**YOUR OBJECTIVE:** Convert the records below, from the line containing "like x=48, y=177." through the line containing "x=127, y=98", inclusive, into a two-column CSV with the headers text and answer. Give one row per record, with each field in double quotes and any line breaks inside a field replaced by spaces.

╭─ RECORDS FOR THIS TASK

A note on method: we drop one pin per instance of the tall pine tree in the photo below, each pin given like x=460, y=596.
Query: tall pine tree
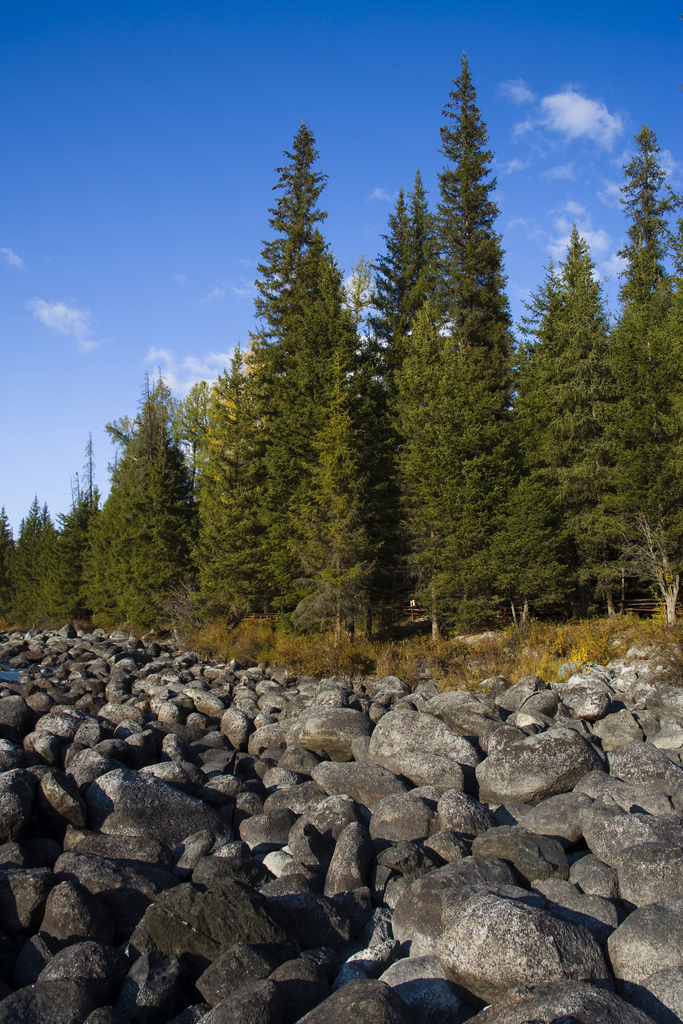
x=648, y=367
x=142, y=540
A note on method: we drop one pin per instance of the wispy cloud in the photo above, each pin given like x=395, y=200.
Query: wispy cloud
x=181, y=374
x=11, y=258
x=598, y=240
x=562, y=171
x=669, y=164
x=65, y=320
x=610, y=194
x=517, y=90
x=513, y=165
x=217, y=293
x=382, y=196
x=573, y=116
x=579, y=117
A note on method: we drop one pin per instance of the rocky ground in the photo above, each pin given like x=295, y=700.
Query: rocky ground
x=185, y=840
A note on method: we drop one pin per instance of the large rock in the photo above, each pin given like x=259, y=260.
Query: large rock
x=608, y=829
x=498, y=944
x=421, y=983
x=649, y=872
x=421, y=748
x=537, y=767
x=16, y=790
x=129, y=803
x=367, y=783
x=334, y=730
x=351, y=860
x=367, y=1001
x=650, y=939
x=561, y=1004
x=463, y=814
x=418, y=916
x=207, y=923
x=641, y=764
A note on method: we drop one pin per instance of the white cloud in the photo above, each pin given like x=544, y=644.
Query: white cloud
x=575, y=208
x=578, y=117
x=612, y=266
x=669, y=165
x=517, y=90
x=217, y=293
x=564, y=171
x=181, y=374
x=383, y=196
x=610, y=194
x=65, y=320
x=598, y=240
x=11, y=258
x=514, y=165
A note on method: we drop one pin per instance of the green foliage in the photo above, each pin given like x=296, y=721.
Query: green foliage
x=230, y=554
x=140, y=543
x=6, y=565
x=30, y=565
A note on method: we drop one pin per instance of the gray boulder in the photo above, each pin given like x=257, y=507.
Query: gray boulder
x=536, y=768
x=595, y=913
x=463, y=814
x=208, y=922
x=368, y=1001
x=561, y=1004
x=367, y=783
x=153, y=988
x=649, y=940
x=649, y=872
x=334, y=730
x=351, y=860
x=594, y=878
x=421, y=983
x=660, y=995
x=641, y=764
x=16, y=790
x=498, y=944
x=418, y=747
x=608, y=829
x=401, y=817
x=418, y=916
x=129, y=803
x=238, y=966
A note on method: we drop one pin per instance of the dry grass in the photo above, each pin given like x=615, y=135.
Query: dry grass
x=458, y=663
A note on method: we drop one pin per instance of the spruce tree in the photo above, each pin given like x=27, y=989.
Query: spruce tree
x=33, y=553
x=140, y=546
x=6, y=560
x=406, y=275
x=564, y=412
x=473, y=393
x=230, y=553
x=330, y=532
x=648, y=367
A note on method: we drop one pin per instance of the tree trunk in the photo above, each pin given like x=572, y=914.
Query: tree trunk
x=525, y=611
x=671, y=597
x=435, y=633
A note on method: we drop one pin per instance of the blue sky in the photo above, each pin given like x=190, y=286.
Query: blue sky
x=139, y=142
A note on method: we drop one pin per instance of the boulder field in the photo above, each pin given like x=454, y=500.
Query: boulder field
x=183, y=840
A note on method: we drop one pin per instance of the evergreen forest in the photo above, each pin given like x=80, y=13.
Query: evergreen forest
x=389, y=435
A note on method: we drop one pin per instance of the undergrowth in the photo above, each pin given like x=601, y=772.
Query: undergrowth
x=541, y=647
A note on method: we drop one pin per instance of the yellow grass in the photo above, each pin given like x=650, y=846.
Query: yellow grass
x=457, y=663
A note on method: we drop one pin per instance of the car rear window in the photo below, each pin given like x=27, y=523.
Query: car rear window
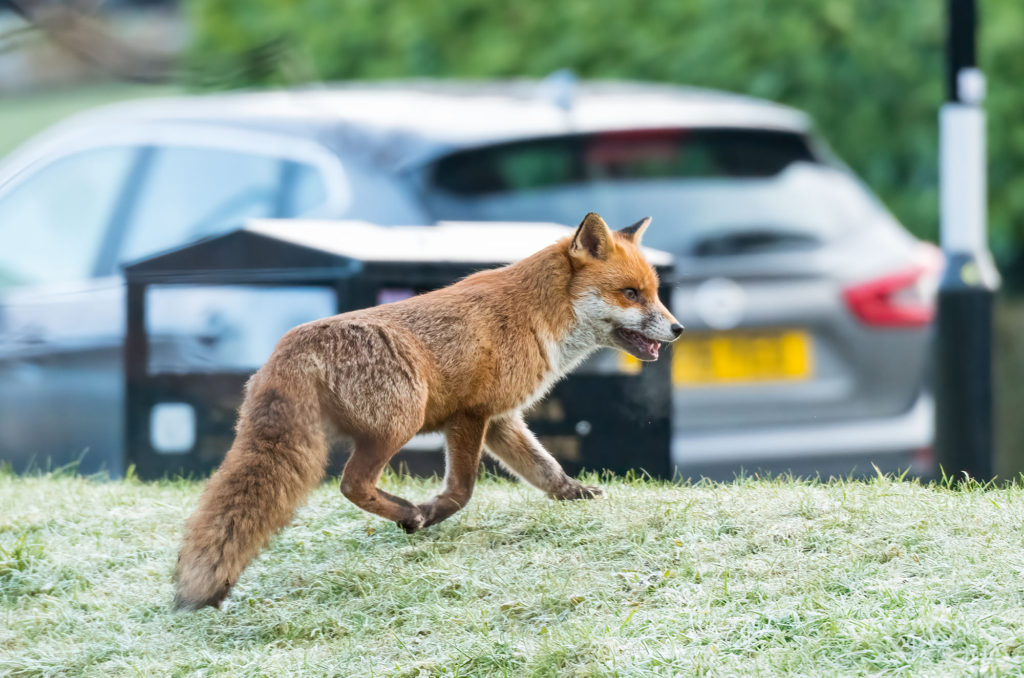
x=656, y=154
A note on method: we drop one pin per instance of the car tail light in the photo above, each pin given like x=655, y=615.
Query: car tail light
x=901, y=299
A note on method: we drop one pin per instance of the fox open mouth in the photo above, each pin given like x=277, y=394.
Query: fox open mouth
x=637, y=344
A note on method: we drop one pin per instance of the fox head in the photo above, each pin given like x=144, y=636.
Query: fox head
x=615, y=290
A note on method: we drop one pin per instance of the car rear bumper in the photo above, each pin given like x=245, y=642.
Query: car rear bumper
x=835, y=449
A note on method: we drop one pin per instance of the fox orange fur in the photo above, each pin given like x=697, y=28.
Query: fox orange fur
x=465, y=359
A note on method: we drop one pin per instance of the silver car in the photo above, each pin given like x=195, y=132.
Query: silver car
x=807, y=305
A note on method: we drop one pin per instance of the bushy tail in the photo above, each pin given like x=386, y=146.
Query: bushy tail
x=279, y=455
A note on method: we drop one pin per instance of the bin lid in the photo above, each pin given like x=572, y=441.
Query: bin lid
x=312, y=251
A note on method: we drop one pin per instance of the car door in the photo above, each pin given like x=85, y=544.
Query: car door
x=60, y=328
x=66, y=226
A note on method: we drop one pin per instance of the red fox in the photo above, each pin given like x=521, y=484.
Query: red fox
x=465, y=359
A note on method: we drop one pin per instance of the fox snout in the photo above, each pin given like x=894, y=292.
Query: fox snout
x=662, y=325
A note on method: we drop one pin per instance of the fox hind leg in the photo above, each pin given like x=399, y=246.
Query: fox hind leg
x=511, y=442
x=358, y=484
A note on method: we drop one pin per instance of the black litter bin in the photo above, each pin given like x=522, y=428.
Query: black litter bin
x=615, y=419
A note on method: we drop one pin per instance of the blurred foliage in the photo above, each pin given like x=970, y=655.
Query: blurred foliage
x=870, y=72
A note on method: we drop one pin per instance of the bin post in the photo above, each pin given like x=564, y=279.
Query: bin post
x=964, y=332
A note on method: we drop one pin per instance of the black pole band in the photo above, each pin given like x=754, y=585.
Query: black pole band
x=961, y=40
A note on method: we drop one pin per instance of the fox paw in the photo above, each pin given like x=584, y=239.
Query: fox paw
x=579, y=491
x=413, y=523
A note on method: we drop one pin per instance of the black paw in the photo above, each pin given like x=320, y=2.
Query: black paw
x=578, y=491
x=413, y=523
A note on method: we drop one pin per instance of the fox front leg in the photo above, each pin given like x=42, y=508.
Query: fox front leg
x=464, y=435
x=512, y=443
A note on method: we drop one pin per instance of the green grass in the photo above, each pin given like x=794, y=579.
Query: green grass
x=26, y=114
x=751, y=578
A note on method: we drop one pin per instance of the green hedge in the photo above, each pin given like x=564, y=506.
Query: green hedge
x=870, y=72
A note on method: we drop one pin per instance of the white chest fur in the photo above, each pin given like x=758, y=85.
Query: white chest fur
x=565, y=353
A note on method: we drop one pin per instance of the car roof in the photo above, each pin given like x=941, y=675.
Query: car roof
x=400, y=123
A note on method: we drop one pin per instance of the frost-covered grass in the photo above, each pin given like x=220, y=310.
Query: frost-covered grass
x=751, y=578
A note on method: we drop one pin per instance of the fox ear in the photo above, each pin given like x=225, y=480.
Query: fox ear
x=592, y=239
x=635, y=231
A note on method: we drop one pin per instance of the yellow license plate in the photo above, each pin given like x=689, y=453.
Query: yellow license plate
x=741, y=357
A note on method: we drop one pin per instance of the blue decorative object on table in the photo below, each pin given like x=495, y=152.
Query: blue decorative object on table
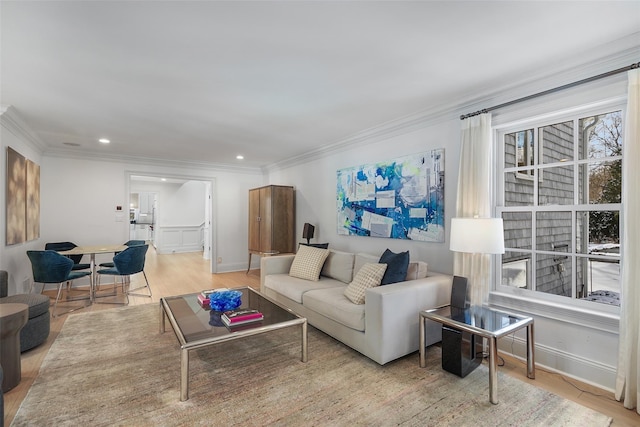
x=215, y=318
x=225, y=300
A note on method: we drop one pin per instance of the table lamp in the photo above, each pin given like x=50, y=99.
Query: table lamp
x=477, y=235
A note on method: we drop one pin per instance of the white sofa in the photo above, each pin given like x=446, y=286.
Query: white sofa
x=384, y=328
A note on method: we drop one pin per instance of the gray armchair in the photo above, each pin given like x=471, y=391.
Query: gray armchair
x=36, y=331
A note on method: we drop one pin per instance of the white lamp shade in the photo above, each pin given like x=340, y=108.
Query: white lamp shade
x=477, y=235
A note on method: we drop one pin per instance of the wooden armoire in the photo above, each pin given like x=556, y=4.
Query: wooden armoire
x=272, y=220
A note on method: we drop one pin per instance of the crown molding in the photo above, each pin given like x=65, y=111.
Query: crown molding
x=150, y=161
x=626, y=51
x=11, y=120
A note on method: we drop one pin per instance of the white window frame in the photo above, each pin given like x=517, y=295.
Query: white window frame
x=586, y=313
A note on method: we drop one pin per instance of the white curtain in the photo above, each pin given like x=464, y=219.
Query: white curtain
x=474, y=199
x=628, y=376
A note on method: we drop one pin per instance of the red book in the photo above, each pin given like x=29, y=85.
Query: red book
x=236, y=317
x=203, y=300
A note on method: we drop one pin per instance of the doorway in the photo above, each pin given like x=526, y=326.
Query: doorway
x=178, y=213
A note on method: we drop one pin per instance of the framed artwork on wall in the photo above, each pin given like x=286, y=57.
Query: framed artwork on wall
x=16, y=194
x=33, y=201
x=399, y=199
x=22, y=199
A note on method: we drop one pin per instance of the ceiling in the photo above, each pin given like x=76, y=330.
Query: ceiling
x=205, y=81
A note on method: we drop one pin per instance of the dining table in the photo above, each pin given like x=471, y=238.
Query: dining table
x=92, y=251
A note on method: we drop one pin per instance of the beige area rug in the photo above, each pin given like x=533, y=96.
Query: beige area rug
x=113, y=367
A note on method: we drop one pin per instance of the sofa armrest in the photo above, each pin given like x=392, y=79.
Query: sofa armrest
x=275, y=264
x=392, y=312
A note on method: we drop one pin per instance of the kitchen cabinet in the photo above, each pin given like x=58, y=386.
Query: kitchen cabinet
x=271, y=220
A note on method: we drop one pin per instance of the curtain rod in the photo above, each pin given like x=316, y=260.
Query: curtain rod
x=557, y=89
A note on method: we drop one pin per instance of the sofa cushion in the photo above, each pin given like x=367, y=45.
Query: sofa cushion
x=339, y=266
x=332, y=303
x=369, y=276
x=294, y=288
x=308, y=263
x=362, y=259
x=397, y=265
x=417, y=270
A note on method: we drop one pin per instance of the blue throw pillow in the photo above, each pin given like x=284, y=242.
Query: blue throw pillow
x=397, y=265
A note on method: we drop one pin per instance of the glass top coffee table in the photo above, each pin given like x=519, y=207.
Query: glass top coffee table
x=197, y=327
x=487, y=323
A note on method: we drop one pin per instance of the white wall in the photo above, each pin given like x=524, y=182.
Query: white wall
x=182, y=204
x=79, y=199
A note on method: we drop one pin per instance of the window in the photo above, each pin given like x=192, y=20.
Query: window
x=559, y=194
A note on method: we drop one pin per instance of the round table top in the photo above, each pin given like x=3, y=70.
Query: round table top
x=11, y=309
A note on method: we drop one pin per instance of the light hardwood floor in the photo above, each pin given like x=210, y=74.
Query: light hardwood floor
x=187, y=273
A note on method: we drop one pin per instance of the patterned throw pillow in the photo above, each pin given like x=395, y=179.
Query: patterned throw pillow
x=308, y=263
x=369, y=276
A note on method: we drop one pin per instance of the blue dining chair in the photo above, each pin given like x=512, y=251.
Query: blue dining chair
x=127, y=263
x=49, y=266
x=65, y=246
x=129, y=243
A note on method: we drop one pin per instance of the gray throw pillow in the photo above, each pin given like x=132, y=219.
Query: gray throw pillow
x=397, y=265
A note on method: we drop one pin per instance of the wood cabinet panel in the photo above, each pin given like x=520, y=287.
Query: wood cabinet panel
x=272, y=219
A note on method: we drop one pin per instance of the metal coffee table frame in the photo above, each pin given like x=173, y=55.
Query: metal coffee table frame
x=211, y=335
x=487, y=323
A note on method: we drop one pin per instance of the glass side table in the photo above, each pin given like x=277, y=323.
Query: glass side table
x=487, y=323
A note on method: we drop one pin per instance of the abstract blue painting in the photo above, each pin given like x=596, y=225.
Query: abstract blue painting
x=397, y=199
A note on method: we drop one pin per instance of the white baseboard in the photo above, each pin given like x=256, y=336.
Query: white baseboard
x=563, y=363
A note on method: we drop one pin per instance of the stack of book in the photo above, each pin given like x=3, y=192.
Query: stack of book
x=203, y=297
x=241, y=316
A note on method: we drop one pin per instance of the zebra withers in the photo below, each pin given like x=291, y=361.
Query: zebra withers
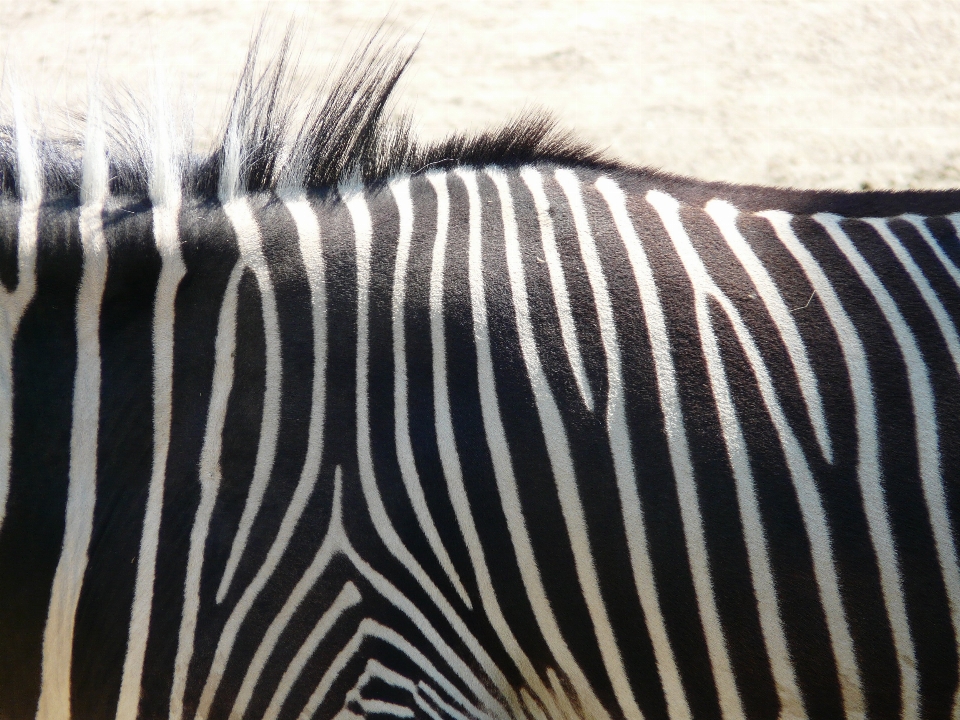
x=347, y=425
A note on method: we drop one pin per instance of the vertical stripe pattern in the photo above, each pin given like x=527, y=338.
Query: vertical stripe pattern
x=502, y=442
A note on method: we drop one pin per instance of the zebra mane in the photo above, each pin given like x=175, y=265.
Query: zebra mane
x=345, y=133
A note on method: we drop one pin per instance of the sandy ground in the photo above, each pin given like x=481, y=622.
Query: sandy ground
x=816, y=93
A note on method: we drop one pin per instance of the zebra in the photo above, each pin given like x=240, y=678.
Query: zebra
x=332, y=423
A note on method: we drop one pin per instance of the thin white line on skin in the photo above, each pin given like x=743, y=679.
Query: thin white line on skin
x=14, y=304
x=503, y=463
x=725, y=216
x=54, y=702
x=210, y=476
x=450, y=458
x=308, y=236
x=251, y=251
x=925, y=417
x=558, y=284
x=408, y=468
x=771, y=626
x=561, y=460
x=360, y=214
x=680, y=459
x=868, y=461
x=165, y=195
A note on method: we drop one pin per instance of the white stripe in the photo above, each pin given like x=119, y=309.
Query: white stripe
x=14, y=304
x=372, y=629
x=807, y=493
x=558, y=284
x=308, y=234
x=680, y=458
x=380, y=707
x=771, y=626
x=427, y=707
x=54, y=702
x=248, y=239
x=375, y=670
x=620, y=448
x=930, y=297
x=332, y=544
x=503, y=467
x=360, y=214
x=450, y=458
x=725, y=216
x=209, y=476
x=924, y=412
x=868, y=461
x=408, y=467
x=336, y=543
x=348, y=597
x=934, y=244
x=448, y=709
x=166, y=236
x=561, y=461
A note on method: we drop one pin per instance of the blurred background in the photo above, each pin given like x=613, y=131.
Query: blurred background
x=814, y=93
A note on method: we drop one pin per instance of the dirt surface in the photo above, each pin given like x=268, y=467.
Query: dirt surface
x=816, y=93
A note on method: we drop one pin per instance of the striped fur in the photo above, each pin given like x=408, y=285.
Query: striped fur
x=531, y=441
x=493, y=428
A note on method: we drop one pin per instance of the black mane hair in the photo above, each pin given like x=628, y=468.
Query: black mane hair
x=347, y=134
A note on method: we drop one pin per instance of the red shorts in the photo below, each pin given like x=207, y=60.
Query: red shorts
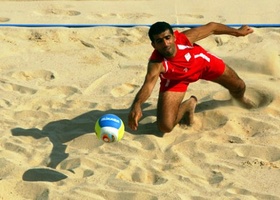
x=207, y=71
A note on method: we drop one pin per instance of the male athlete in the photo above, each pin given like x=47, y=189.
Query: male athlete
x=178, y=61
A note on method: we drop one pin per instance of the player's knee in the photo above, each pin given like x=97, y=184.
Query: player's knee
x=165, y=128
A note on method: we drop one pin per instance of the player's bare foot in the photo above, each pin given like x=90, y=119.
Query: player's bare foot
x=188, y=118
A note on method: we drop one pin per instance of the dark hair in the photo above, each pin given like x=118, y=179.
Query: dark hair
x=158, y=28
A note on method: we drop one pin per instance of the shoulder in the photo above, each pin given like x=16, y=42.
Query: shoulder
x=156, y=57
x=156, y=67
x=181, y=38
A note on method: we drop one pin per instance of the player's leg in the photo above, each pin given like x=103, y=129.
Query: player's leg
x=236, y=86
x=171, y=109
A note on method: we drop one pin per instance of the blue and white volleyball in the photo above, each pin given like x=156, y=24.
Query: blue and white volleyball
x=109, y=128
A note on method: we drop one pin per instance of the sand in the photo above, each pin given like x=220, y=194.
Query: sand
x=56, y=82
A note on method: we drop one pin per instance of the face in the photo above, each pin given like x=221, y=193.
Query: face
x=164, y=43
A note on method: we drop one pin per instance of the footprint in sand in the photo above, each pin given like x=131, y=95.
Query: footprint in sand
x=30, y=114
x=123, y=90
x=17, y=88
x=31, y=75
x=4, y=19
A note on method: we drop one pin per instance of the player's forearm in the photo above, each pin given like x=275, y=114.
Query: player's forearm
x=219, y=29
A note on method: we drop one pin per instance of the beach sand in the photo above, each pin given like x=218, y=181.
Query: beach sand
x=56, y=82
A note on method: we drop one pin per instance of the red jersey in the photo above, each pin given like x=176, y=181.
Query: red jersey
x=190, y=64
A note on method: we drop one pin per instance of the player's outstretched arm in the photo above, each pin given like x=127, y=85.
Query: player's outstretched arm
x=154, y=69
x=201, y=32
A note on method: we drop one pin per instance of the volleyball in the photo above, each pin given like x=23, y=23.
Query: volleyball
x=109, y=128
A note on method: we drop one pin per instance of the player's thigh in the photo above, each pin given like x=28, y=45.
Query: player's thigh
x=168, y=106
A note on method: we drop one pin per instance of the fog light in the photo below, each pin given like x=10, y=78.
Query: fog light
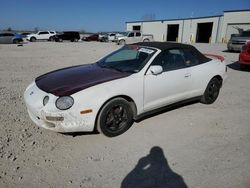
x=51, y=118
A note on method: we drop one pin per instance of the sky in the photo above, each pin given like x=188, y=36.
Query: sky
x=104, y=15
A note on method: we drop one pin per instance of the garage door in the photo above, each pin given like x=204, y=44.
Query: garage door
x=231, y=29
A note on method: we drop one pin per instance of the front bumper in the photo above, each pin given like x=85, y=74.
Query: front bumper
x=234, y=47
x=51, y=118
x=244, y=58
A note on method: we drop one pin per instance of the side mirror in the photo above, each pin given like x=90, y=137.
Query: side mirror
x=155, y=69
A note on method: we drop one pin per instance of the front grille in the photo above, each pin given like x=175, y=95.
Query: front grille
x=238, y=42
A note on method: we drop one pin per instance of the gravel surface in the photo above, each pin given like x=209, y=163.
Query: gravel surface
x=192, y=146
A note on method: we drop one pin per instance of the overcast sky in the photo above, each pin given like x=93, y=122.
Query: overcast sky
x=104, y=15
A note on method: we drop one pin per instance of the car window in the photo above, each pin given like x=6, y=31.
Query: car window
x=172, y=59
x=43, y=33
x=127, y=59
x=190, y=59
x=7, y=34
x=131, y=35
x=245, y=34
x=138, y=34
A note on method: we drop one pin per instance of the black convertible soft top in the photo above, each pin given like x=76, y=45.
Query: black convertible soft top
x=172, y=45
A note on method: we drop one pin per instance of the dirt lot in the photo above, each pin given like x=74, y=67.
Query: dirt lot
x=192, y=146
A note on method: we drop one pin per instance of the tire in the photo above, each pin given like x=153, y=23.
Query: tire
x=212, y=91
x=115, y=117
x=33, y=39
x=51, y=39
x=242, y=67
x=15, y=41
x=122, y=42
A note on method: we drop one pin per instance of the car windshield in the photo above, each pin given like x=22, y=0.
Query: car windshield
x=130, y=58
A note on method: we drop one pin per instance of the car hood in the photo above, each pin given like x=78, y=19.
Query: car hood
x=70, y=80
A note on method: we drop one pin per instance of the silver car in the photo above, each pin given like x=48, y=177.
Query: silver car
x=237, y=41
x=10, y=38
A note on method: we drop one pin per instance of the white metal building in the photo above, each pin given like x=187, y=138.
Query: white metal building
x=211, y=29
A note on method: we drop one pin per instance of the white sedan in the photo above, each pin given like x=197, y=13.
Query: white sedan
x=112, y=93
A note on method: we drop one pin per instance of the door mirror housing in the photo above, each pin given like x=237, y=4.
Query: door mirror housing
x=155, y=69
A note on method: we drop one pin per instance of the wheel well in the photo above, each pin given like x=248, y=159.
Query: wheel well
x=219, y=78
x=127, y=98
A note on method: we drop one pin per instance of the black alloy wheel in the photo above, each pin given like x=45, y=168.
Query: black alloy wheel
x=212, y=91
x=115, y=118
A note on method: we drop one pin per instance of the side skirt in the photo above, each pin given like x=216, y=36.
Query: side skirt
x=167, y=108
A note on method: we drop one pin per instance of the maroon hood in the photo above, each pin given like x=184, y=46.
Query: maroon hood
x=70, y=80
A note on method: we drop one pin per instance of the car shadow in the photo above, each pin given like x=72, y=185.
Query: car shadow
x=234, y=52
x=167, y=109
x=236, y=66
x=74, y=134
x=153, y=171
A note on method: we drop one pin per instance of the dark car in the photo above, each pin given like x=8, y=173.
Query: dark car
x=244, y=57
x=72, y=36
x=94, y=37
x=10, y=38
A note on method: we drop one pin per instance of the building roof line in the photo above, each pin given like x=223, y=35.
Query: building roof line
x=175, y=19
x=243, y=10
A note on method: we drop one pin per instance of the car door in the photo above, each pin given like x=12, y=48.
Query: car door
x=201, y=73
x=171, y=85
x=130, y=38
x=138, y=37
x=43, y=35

╰─

**FULL RESPONSE:**
text,answer
"A note on method: we drop one pin per instance of the silver car in the photo above, each pin given like x=48, y=177. Query: silver car","x=237, y=41 x=10, y=38"
"A note on method: we drop one pin per instance of the white metal building in the photo above, each pin given like x=187, y=138. Query: white metal building","x=211, y=29"
"A note on method: we drop one pin per instance of the white sedan in the photo above, each pin given like x=197, y=13. Query: white sedan","x=112, y=93"
"A note on method: we drop one pin per instance of the door mirror housing in the photo above, each pin given like x=237, y=4. Query: door mirror housing","x=155, y=69"
"A note on method: we drop one pin per instance of the wheel well in the photo above, each pin given like x=248, y=159. Query: wheel well","x=219, y=78 x=127, y=98"